**Given records:**
↓

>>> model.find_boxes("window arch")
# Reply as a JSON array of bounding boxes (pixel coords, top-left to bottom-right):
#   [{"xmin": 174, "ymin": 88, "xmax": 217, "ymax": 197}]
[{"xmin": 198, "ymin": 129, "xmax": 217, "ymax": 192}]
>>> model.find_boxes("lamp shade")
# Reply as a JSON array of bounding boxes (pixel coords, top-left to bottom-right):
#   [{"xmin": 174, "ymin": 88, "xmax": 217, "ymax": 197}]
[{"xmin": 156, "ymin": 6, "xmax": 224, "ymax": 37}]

↑

The full listing is to be printed again exactly as it stands.

**Answer below:**
>>> model.find_boxes("window arch")
# Reply as a JSON array of bounding boxes (pixel coords, top-left to bottom-right):
#   [{"xmin": 174, "ymin": 88, "xmax": 217, "ymax": 197}]
[{"xmin": 198, "ymin": 129, "xmax": 217, "ymax": 192}]
>>> model.find_boxes("lamp shade")
# Reply as a JSON array of bounding boxes (pixel coords, top-left to bottom-right):
#   [{"xmin": 174, "ymin": 88, "xmax": 217, "ymax": 197}]
[{"xmin": 156, "ymin": 6, "xmax": 224, "ymax": 37}]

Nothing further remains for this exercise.